* [抜粋本文]

▶

ただその後、天才ピアニストの名声を確固たるものとし、指揮者としてもベルリン・フィルやウィーン・フィルと言ったトップクラスのオーケストラと関係を深めたあたりから、バレンボイムの勢いに翳りが見え始めます。

大御所カラヤンの後継として目され始め、アバド、マゼール、カルロス・クライバーらと純粋に指揮者としてのシビアな比較が行われ始めた途端、特に我が国では強烈な個性がない、もっと言えば掴みどころのないバレンボイムの音楽に厳しい言葉が投げかけられるようになったのです。

また、これもわが国独特の現象なのですが、若くして亡くなった妻・ジャクリーヌ・デュプレとの生前の関係がゴシップめいて取り上げられ、特に1998年の映画「ほんとうのジャクリーヌ・デュプレ」でバレンボイムは妻を捨てた悪い奴、みたいな印象が急速に広まってしまいました。

◀

* [提供データ]
▶

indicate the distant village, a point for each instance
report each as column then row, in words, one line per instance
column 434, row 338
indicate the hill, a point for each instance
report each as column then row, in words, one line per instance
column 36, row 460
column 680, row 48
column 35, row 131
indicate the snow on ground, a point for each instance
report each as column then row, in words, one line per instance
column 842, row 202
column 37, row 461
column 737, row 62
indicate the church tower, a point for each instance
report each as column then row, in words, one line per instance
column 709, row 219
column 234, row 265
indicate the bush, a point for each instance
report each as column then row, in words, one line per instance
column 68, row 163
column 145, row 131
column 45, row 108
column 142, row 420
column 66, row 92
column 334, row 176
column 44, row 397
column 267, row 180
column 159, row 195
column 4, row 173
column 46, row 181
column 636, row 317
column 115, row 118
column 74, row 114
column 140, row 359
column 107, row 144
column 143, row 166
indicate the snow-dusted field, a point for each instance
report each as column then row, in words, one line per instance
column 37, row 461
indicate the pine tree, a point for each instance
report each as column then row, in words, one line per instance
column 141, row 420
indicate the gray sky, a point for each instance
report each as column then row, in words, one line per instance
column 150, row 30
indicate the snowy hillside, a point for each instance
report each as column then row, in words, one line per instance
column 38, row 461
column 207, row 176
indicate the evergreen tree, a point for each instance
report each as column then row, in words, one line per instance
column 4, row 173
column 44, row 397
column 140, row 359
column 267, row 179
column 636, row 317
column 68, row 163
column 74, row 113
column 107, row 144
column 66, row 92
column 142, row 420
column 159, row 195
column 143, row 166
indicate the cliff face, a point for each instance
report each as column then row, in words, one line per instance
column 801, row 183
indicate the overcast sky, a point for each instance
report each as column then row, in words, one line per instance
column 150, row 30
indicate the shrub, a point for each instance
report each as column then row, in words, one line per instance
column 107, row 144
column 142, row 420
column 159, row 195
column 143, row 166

◀

* [記述課題 A]
抜粋について、次の問いに答えてください。
(i) バレンボイムが指揮者として関係を深めたオーケストラとして挙げられているのはどこですか。
(ii) バレンボイムと指揮者として比較された人物として名前が出ているのは誰ですか。
(iii) 1998年の映画の題名は何ですか。
* [記述課題 B] 抜粋の「ただその後、天才ピアニストの」から「けられるようになったのです。」までのすべてを、一字も変えずに書き写してください。

* [記述解答 A]
(i) ベルリン・フィルとウィーン・フィル
(ii) アバド、マゼール、カルロス・クライバー
(iii) 「ほんとうのジャクリーヌ・デュプレ」

* [記述解答 B]
ただその後、天才ピアニストの名声を確固たるものとし、指揮者としてもベルリン・フィルやウィーン・フィルと言ったトップクラスのオーケストラと関係を深めたあたりから、バレンボイムの勢いに翳りが見え始めます。

大御所カラヤンの後継として目され始め、アバド、マゼール、カルロス・クライバーらと純粋に指揮者としてのシビアな比較が行われ始めた途端、特に我が国では強烈な個性がない、もっと言えば掴みどころのないバレンボイムの音楽に厳しい言葉が投げかけられるようになったのです。